Your goal - Give back every record exactly.

━━━━━━━━━━━━━━━━━━━━

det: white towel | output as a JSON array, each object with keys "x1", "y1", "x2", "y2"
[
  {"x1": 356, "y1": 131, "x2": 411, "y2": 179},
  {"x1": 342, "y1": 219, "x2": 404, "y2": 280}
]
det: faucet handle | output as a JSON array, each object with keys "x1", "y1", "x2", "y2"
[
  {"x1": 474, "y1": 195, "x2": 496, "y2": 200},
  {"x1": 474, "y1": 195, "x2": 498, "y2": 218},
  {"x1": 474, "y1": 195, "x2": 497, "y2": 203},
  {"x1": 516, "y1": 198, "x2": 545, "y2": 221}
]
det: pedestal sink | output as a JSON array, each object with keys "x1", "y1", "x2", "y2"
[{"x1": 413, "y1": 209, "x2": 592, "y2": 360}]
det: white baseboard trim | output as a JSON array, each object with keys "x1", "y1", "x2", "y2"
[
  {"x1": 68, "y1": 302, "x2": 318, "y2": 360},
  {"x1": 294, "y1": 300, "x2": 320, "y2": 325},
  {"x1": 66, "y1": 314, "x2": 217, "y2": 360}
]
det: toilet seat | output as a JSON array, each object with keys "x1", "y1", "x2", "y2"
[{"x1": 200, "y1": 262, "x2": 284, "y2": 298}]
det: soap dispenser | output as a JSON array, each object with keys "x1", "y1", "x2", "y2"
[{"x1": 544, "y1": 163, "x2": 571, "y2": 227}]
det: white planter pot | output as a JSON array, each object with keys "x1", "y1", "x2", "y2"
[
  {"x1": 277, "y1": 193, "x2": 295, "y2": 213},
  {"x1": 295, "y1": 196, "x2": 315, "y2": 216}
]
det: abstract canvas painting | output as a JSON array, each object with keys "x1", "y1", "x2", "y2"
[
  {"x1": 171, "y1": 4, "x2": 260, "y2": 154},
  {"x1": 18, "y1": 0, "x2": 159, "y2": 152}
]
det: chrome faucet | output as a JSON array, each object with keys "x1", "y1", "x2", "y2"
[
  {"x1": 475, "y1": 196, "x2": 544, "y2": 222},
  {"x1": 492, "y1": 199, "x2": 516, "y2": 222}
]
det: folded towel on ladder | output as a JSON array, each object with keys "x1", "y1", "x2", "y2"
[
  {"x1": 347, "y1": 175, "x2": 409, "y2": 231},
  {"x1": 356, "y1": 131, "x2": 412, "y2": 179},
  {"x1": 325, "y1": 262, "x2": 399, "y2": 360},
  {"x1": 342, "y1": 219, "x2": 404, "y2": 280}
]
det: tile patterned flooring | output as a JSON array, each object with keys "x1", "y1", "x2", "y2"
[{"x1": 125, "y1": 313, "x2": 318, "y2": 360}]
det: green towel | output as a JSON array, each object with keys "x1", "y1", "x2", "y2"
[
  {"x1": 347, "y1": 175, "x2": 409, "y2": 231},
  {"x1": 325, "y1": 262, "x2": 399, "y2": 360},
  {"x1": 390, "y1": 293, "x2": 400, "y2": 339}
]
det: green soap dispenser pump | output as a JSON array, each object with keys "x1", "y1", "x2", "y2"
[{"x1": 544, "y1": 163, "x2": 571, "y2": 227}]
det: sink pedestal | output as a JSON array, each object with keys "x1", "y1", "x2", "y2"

━━━━━━━━━━━━━━━━━━━━

Exercise response -
det: white towel | output as a JSON array, each object with keys "x1", "y1", "x2", "y2"
[
  {"x1": 356, "y1": 131, "x2": 411, "y2": 179},
  {"x1": 342, "y1": 219, "x2": 404, "y2": 280}
]
det: faucet handle | output as a JSON array, each object with keys "x1", "y1", "x2", "y2"
[
  {"x1": 474, "y1": 195, "x2": 496, "y2": 200},
  {"x1": 474, "y1": 195, "x2": 498, "y2": 218},
  {"x1": 474, "y1": 195, "x2": 497, "y2": 203},
  {"x1": 516, "y1": 198, "x2": 545, "y2": 221}
]
det: pedestal sink | output as a JSON array, each object with keys "x1", "y1", "x2", "y2"
[{"x1": 413, "y1": 209, "x2": 592, "y2": 360}]
det: white baseboard trim | output as a JSON array, each object with keys "x1", "y1", "x2", "y2"
[
  {"x1": 68, "y1": 302, "x2": 318, "y2": 360},
  {"x1": 294, "y1": 300, "x2": 320, "y2": 325},
  {"x1": 66, "y1": 314, "x2": 217, "y2": 360}
]
det: toilet seat | output as a JSON array, each object with keys "x1", "y1", "x2", "y2"
[{"x1": 200, "y1": 262, "x2": 284, "y2": 298}]
det: soap dispenser | output as a JSON array, each object with keys "x1", "y1", "x2", "y2"
[{"x1": 544, "y1": 163, "x2": 571, "y2": 227}]
det: white planter pot | output as a JSON array, each object with keys "x1", "y1", "x2", "y2"
[
  {"x1": 277, "y1": 193, "x2": 295, "y2": 213},
  {"x1": 295, "y1": 196, "x2": 315, "y2": 216}
]
det: abstract canvas painting | output as a JSON array, each object with keys "x1", "y1", "x2", "y2"
[
  {"x1": 171, "y1": 4, "x2": 260, "y2": 154},
  {"x1": 18, "y1": 0, "x2": 159, "y2": 152}
]
det: chrome faucet | output as a JSON array, each object with keys "x1", "y1", "x2", "y2"
[
  {"x1": 475, "y1": 196, "x2": 544, "y2": 222},
  {"x1": 492, "y1": 199, "x2": 516, "y2": 222}
]
det: folded towel on ladder | output as a JSON array, each object with keys "x1", "y1", "x2", "y2"
[
  {"x1": 347, "y1": 175, "x2": 409, "y2": 231},
  {"x1": 356, "y1": 131, "x2": 412, "y2": 179},
  {"x1": 325, "y1": 262, "x2": 399, "y2": 360},
  {"x1": 342, "y1": 219, "x2": 404, "y2": 280}
]
det: tile patterned flooring | output as a JSON array, each object with keys "x1", "y1", "x2", "y2"
[{"x1": 125, "y1": 313, "x2": 318, "y2": 360}]
det: green towel | output as a JSON array, each object with keys "x1", "y1", "x2", "y2"
[
  {"x1": 347, "y1": 175, "x2": 409, "y2": 231},
  {"x1": 325, "y1": 262, "x2": 399, "y2": 360},
  {"x1": 390, "y1": 293, "x2": 400, "y2": 339}
]
det: green soap dispenser pump | output as a JSON array, each object with keys "x1", "y1", "x2", "y2"
[{"x1": 544, "y1": 163, "x2": 571, "y2": 227}]
det: sink pedestal | output as a JSON array, each object with keys "x1", "y1", "x2", "y2"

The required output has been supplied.